Start of DOCUMENT PASSAGE

Because of their relatively easy care and biological similarity with humans, mice are the most commonly used animal. They are typically exposed to UV radiation, chemicals, or viruses with the aim of producing carcinogenesis. Many genetically engineered mouse models have been developed through the inactivation of tumor suppressor genes and/or activation of oncogenes. Another approach is the xenograft model in which human cancer cell lines are injected or transplanted into immunodeficient mice [11].

Animal Models of Melanoma

Given its high mortality rate and spread, animal models of melanoma are the most numerous and diverse [5]. In this respect, different mouse models with an innate predisposition to develop melanoma have been created. For example, neonatal mice inappropriately expressing the hepatocyte growth/scatter factor in the skin develop melanoma following UV exposure, with genetic alterations and histopathological characteristics that are similar to the human condition [15]. Other transgenic mice examples include mice with melanocyte overexpression of B-RAFV600E or SV40 T-antigen (an inhibitor of p53), which lead to the development of spontaneous melanomas [10].

Mouse xenograft models are also used to study melanoma growth, spread, and therapeutic response. Metastatic tumors are induced by implanting human melanoma cells into the eyes of immunodeficient mice [5]. However, it has been shown that these xenografts do not faithfully mimic the microenvironment, the initial events of human melanoma, or the invasion of cells to the surrounding tissue [7].

Besides rodents, fish and mammals have been employed as well. In the Xiphophorus fish, melanoma develops after UVA and UVB radiation, affecting the same genes involved in human melanoma [5]. UV radiation is also used in Monodelphis domestica (a South American opossum) to induce melanoma. Given its mammal condition, it results better than the fish to study human diseases. However, unlike human disease, tumors arise from the dermis rather than the epidermis [5], suggesting that differences exist during melanoma development.

Animal Models of SCC

Animal models of SCC are mainly based on the induction of skin tumors in mice by means of chemicals and UV radiation. In the most commonly used method, mice are first treated with a carcinogen that produces mutations in skin cells. Then, a promoter agent is applied to provoke the growth of benign tumors (papillomas) from the mutagenized cells. Over time, such papillomas transform into malignant SCC with the capability of spreading to distant sites [16].

Another approach involves the use of hairless but immunocompetent mice, in which SCC induction is achieved by UV exposure. These SCC usually present p53 mutations, very similar to those seen in human SCC [16], and allow the testing of new therapeutic anti-photocarcinogenic drugs [17]. Nevertheless, even if hair absence is beneficial for UV light experiments, these mice have a non-functional hairless gene, which greatly contribute to skin metabolism and whose absence may influence the outcome of tumor development [16].

In some transgenic mouse models, oncogenes are activated in a subset of the skin cells to investigate tumor formation from a particular cell of origin. For example, expression of mutant H-Ras in the outer root sheath of the hair follicle (where stem cells reside) leads to malignant SCC and spindle carcinomas. However, when H-Ras is targeted to terminally differentiated cells, only benign tumors (papillomas) arise [16].

End of DOCUMENT PASSAGE
Start of DATA UNDER STUDY

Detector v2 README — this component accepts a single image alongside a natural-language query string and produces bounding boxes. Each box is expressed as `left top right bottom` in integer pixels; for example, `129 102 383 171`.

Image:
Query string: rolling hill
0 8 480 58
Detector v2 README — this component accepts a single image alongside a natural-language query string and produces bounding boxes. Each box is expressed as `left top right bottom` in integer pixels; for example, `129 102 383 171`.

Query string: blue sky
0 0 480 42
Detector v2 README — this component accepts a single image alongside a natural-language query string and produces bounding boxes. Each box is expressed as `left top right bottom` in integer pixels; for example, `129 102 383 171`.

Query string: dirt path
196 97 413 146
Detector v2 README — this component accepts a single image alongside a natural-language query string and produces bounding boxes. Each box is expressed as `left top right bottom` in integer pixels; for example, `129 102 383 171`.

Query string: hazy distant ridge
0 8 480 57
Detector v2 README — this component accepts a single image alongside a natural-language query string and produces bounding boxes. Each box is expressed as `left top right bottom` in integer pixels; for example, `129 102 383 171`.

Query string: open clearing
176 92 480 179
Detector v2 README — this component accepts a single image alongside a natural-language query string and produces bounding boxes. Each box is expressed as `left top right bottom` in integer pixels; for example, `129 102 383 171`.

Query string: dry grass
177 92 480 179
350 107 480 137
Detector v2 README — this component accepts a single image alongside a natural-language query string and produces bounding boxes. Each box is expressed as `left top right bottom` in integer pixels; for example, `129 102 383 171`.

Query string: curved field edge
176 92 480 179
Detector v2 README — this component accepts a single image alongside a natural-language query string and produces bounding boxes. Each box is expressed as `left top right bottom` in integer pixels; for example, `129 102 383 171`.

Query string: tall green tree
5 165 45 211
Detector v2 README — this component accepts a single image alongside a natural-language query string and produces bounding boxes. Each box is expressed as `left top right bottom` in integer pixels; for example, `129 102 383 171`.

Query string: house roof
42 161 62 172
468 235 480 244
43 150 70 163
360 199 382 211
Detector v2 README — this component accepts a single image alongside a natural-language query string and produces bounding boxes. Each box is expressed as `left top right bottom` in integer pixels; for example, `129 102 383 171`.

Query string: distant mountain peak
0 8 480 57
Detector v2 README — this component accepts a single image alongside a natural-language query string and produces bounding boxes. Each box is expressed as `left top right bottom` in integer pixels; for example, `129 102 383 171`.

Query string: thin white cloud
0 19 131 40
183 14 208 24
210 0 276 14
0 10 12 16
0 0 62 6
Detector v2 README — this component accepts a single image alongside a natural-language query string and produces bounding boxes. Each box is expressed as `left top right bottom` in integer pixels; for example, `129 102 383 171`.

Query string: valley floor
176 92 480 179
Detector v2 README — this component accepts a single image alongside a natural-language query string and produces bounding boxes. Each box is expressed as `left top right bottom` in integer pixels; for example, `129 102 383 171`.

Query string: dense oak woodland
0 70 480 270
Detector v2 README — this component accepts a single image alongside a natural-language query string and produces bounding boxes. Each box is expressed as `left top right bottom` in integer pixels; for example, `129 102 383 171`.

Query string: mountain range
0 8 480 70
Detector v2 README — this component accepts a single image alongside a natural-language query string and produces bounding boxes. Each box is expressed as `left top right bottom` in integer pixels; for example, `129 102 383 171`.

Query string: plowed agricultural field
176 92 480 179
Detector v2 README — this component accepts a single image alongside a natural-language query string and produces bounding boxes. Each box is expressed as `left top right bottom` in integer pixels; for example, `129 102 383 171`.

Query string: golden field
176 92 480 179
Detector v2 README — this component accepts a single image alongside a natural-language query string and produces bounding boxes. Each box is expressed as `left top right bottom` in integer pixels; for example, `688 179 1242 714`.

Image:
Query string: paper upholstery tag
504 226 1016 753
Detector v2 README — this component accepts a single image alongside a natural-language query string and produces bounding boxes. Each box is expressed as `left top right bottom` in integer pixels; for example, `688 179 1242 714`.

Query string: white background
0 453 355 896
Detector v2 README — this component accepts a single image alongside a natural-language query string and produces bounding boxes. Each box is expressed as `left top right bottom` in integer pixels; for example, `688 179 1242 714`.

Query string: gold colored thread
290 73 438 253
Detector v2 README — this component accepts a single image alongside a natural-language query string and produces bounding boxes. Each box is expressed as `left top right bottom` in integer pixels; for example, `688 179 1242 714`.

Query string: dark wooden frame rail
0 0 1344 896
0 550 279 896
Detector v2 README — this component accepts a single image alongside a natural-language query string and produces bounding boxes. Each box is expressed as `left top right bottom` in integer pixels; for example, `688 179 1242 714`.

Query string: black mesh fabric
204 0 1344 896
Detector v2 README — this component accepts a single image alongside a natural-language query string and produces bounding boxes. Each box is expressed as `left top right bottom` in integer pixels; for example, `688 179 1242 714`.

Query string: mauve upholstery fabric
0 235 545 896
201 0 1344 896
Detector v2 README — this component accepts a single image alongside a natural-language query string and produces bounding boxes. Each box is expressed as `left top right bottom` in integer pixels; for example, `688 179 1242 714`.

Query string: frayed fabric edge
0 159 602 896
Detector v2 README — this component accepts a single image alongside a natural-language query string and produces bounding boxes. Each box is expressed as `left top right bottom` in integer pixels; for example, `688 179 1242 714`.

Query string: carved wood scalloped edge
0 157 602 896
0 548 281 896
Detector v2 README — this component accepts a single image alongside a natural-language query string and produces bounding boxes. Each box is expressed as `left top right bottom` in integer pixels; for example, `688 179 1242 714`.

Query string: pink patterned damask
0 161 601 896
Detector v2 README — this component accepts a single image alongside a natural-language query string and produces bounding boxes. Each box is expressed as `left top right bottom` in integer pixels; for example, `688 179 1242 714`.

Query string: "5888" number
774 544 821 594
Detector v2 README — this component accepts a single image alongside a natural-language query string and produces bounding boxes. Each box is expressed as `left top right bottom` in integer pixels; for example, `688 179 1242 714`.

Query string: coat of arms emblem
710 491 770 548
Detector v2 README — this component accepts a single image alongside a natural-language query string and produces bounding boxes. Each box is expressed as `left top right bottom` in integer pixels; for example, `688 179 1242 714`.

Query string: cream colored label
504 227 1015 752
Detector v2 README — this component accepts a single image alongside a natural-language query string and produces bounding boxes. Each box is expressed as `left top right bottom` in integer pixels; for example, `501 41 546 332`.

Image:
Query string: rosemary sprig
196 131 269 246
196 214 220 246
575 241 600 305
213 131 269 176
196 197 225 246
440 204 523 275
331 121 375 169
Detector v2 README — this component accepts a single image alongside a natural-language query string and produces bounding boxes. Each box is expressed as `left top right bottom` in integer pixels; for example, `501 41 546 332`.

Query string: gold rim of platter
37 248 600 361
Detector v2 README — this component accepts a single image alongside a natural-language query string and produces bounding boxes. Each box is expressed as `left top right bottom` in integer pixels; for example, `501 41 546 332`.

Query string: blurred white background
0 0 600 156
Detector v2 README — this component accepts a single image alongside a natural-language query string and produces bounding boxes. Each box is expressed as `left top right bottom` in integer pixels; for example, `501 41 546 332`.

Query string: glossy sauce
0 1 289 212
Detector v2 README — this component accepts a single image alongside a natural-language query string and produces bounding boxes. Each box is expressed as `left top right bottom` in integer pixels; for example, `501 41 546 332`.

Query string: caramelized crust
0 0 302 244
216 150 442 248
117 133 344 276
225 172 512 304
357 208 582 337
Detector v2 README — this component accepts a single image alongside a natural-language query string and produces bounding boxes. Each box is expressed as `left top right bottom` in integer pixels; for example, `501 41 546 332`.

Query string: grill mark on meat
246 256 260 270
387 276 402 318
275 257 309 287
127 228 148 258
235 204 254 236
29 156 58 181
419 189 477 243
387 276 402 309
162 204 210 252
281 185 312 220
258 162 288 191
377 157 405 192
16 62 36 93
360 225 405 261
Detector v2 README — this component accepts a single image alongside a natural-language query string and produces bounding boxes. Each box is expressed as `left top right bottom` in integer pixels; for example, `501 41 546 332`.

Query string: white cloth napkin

End of DATA UNDER STUDY

## TASKS
a – Answer these questions using the passage on animal models of skin cancer:
(i) Into what part of immunodeficient mice are human melanoma cells implanted to induce metastatic tumors?
(ii) In Monodelphis domestica, from which skin layer do tumors arise?
(iii) What arises when H-Ras is targeted to terminally differentiated cells?
b – Quote the passage on animal models of skin cancer from "Another approach involves" to "tumor development [16].".
c – Extend the passage on animal models of skin cancer, continuing from its final sentence.

## EXPECTED RESPONSES
a –
(i) The eyes.
(ii) The dermis, rather than the epidermis.
(iii) Only benign tumors (papillomas).

b –
Another approach involves the use of hairless but immunocompetent mice, in which SCC induction is achieved by UV exposure. These SCC usually present p53 mutations, very similar to those seen in human SCC [16], and allow the testing of new therapeutic anti-photocarcinogenic drugs [17]. Nevertheless, even if hair absence is beneficial for UV light experiments, these mice have a non-functional hairless gene, which greatly contribute to skin metabolism and whose absence may influence the outcome of tumor development [16].

c –
Animal Models of BCC

Because murine UV-induced BCC do not mimic the human condition very well [10], the development of proper BCC mouse models has been difficult. For example, PTCH heterozygous knockout mice exposed to UV developed BCC-like tumors, which, however, did not recreate completely the different types of the human condition [18]. Despite this, promising results have been achieved when activating other components of the Hh signaling pathway: the first animal model of this kind presented BCC after 4 days of embryonic skin development [19], which were indistinguishable from human tumors. Subsequent studies demonstrated that these types of tumors also arose after the overexpression of mutant SMO [20], and the transcription factors Gli1 and Gli2 [21, 22]. Likewise, other genetic modifications like epidermal Notch1 knockout have led to mice with increased susceptibility to tumor growth that in turn developed BCC-like tumors when subjected to the carcinogen/promoter protocol [23].

As previously mentioned, an alternative method is based on tumor xenografts. However, there have only been a few reproducible xenograft implantations of human BCC in animals [24], since numerous attempts of transplanted human BCC failed to form lesions that closely resembled their human counterpart [24]. For example, when Carlson et al. transplanted 14 BCC tumors into 18 SCID-beige mice (T, B, and natural killer cells deficient), only 3 generated anaplastic tumors [25].

Ideally, a good animal model of cancer should share features with the human disease on various levels [5]. While important progress has been made with various animal models, important limitations need to be considered: (1) the ethical problems raised by the use of laboratory animals; (2) the differences found between the human and animal skin, which makes it difficult to extrapolate the results [1, 10]; and (3) the influence of the mice background on the tumor outcome. Some strains of laboratory mice are known to be tumor-resistant, whereas others are skin tumor-susceptible [16]. Moreover, immune responses of transgenic mice affect tumor growth and the ability of viral vectors to infect cells [24]. The problem with the lack of models that accurately predict human responses is that they may delay the assessment of new treatments against skin tumors.

Are Ex Vivo Models a Suitable Alternative?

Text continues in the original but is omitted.